**Texte affiché:**
________

Visites / activités :

  • Coober Pedy :
    • Umoona : musée gratuit, visite des habitations souterraines payante. Petit magasin avec quelques très belles pierres (jusqu’à 100 000 AUD !).
    • Josephine’s gallery : galerie et boutique d’opale. Orphelinat de kangourous avec séances de nourrissage et explications à 17h30 tous les jours. Gratuit (ou don libre).
  • Adélaïde :
    • South Australian Museum : gratuit, galeries aborigènes, d’animaux et de géologie…
    • Art Gallery of South Australia : gratuit, expo permanente de qualité.
    • Migration museum : gratuit, exposition assez petite mais intéressante
    • State Library : gratuit, visite guides quotidiennes à 14h.
    • Adelaide Oval : possible d’entrer voir le stade gratuitement, visite guidée des coulisses payante.
  • Mildura :
    • Chaffey Heritage Trail : circuit d’une dizaine de points historiques à travers la ville : cottages originaux, écluse et barrage, exploitations viticoles, système d’irrigation… Se renseigner à l’office du tourisme. Gratuit.
    • Croisières en bateau à aube à vapeur : sur la Murray river, tous les jours à 10h50 et 13h50. Départs du Mildura Wharf. Coût de 30 AUD par personne. Autres options de croisière certains jours ou périodes de l’année.

________

**Tâche donnée 1:** Recopiez à l'identique chacune des lignes des relevés de pointage.
Les relevés n'ont aucun lien avec le texte sur les visites et activités.

(Extraits de données de pointage)
________

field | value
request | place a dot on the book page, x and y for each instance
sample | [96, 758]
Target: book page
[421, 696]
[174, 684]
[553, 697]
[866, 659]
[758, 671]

________

**Tâche donnée 2:** Réécrivez sous forme de liste le paragraphe du texte sur les visites et activités qui commence par « Chaffey Heritage Trail », en conservant ses informations essentielles.

**Solution 1:**
field | value
request | place a dot on the book page, x and y for each instance
sample | [96, 758]
Target: book page
[421, 696]
[174, 684]
[553, 697]
[866, 659]
[758, 671]

**Solution 2:**
Chaffey Heritage Trail :
- circuit d'une dizaine de points historiques à travers la ville ;
- étapes : cottages originaux, écluse et barrage, exploitations viticoles, système d'irrigation ;
- renseignements à l'office du tourisme ;
- gratuit.